◆ **Problem set**
1) From the post about James Cameron's dive, extract the passage from "CAMERON QUOTE: I" up to and including "trained to do?".
2) According to the post about James Cameron's dive, how long did the 1960 descent to the ocean floor take?

March 25, 2012

James Cameron is a crazy bastard

James Cameron, better known as the best director in the world with the worst director commentaries on DVDs, will be taking himself to new depths. The crazy, rich and smug SOB is diving into the Mariana Trench which is the known deepest part of our earth's oceans. I'm sure we'll never hear the end about this from him...

Cameron is traveling by himself in a one-man submarine called the Deepsea Challenger. The tiny vessel — Cameron calls it a "vertical torpedo" — can withstand the incredible pressure of the deep sea. So, is the king of the world nuts or just curious? Perhaps both, but allow him to explain.

CAMERON QUOTE: I grew up on a steady diet of science fiction at a time when people where living a science fiction reality. People were going to the Moon, and Cousteau was exploring the ocean. And that's what I grew up with, what I valued from my childhood.

Doesn't this sound like the stupidest idea ever? Something tells me Cameron isn't a lifetime sub captain, nor is he a scientist. He directs campy sci-fi movies. Why not save the spot in the sub for some marine biologist that could do some good because that's what they're trained to do?

The only other time someone dived to the bottom of the Mariana Trench was in 1960. That was Swiss oceanographer Jacques Piccard and Navy Lt. Don Walsh. They used the Bathyscaphe Trieste, which was designed for the dive but still had some serious issues.

The descent to the ocean floor took 4 hours and 48 minutes at a descent rate of 0.9 metres per second (3.0 ft/s).After passing 9,000 meters one of the outer Plexiglas window panes cracked, shaking the entire vessel. The two men spent barely twenty minutes at the ocean floor, eating chocolate bars for sustenance. The temperature in the cabin was 7°C (45°F) at the time. While on the bottom at maximum depth, Piccard and Walsh unexpectedly regained the ability to communicate with the surface ship, USS Wandank (ATA-204), using a sonar/hydrophone voice communications system.[6] At a speed of almost a mile per second (about five times the speed of sound in air), it took about seven seconds for a voice message to travel from the craft to the surface ship and another seven seconds for answers to return.

He may never do another commentary talking about how facehuggers relate to the Vietnam War somehow.

◆ **Records in a dataset**
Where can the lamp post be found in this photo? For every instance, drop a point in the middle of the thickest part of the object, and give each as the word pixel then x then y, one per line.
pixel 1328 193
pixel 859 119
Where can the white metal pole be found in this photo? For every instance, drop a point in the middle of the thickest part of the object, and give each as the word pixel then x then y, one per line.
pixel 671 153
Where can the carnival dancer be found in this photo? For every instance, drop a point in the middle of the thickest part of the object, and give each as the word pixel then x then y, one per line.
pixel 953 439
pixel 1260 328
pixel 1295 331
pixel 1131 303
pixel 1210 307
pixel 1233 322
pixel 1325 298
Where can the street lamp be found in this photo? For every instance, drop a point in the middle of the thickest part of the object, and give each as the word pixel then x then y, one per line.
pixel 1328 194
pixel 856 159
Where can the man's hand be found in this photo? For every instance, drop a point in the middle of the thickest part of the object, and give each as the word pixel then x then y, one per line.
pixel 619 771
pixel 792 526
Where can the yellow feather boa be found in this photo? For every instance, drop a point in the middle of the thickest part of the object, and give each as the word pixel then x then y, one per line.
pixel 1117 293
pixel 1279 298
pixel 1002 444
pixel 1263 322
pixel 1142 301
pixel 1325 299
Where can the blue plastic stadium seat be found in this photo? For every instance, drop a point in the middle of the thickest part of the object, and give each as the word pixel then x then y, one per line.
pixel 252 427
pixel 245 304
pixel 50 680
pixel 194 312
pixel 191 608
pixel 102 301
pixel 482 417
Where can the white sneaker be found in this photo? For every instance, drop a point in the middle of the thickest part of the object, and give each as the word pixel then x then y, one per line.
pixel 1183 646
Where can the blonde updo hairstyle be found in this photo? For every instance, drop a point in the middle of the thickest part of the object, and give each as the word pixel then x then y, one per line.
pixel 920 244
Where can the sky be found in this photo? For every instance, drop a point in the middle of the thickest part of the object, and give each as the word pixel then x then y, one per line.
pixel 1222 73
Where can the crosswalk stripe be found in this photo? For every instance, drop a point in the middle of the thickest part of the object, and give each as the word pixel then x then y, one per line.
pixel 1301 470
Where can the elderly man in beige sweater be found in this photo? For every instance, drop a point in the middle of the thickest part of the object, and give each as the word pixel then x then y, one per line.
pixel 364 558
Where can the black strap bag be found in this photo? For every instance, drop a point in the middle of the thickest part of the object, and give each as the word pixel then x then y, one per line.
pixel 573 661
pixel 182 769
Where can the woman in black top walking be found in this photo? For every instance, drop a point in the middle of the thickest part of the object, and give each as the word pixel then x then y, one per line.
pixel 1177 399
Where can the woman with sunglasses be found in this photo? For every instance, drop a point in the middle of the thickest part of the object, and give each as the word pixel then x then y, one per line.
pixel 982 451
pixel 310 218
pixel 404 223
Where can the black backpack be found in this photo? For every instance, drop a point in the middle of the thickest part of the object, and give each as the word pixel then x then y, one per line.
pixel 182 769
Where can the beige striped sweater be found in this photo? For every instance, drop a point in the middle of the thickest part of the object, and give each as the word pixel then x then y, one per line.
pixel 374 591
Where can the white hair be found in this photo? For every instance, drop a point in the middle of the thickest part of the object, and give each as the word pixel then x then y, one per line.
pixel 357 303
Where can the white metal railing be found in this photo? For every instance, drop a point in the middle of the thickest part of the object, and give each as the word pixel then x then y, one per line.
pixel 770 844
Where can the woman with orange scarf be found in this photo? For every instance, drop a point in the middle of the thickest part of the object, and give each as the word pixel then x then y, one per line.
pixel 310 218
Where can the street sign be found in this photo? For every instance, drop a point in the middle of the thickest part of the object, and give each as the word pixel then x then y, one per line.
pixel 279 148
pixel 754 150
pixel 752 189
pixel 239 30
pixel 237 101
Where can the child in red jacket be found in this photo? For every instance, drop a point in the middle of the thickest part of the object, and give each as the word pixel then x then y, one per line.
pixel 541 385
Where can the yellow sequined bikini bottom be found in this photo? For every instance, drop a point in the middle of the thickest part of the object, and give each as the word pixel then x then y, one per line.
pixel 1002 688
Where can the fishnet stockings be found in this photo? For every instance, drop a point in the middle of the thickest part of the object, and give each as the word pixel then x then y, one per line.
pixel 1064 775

◆ **Answers given**
1)
CAMERON QUOTE: I grew up on a steady diet of science fiction at a time when people where living a science fiction reality. People were going to the Moon, and Cousteau was exploring the ocean. And that's what I grew up with, what I valued from my childhood.

Doesn't this sound like the stupidest idea ever? Something tells me Cameron isn't a lifetime sub captain, nor is he a scientist. He directs campy sci-fi movies. Why not save the spot in the sub for some marine biologist that could do some good because that's what they're trained to do?

2) 4 hours and 48 minutes